## Tasks to carry out
A – List every person named in the message on intrinsic value below.
B – Reproduce word for word the passage of the message on intrinsic value below, starting with "To which Philip" and going on through "in this context.".
C – Write what comes next in the message on intrinsic value below, picking up after its last sentence.

## Extract
-- start --

Re: [OPE] intrinsic value

From: Allin Cottrell <>
Date: Wed Mar 25 2009 - 22:34:16 EDT

Philip Dunn wrote:

> The _distinction_ [between labour-content and price] is not
> dissolved by the non-deviation of prices from values. A price is
> a sum of money. The intrinsic value of that sum of money can
> equal the intrinsic value of the commodity it buys while the
> distinction stands.

And Paul Cockshott responded with the argument that the "intrinsic
value" of modern money, taking the form of computer records at the
banks, is negligible.

To which Philip in turn responded with:

> I have never suggested that the intrinsic value of money should
> be understood as embodied labour. In fact, I regard the value of
> money as its intrinsic power to command labour-time. ... The
> value of a unit of money is then aggregate labour-time over
> aggregate money value added (clock hours per dollar, say).

The word "intrinsic" seems an odd one to use in this context.
Surely the value of any commodity is not intrinsic to that
commodity, but rather resides in the relationship that the
commodity bears to the system of production of the society that
produced it (the "technology", in a broad sense).

-- end --

## Provided data
-- start --

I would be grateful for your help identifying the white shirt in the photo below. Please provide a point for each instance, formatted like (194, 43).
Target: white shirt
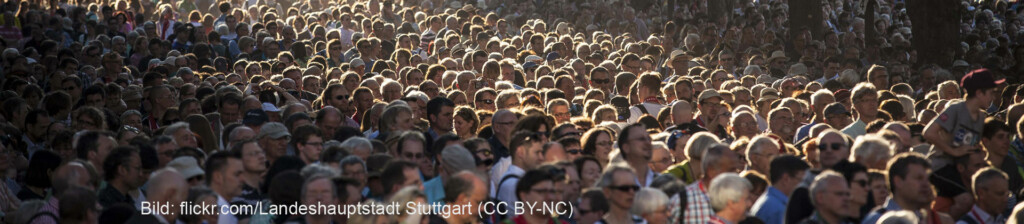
(224, 218)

-- end --

## Solved tasks
A – Allin Cottrell, Philip Dunn, Paul Cockshott

B –
To which Philip in turn responded with:

> I have never suggested that the intrinsic value of money should
> be understood as embodied labour. In fact, I regard the value of
> money as its intrinsic power to command labour-time. ... The
> value of a unit of money is then aggregate labour-time over
> aggregate money value added (clock hours per dollar, say).

The word "intrinsic" seems an odd one to use in this context.

C –
One might perhaps stretch "intrinsic" to refer to the labour time
embodied in a commodity (taking production technology as a given
background condition), but talking of the "intrinsic power" of
money to command labour seems a stretch too far. As Paul said,
money _embodies_ negligible labour, and its power to _command_
labour is the resultant effect of an array of macroeconomic forces
-- primarily, but not exclusively, the relationship between (a)
the emission of money by the state and (b) the level of tax
liabilities imposed by the state. Broadly speaking, the greater
the ratio of (a) to (b), the less labour-time a unit of money will
end up commanding.

Nothing "intrinsic" there: the power of modern money (which does
not itself embody any significant amount of labour) to command
labour (either live, or embodied in commodities) is a tail that is
wagged by the macroeconomic dog.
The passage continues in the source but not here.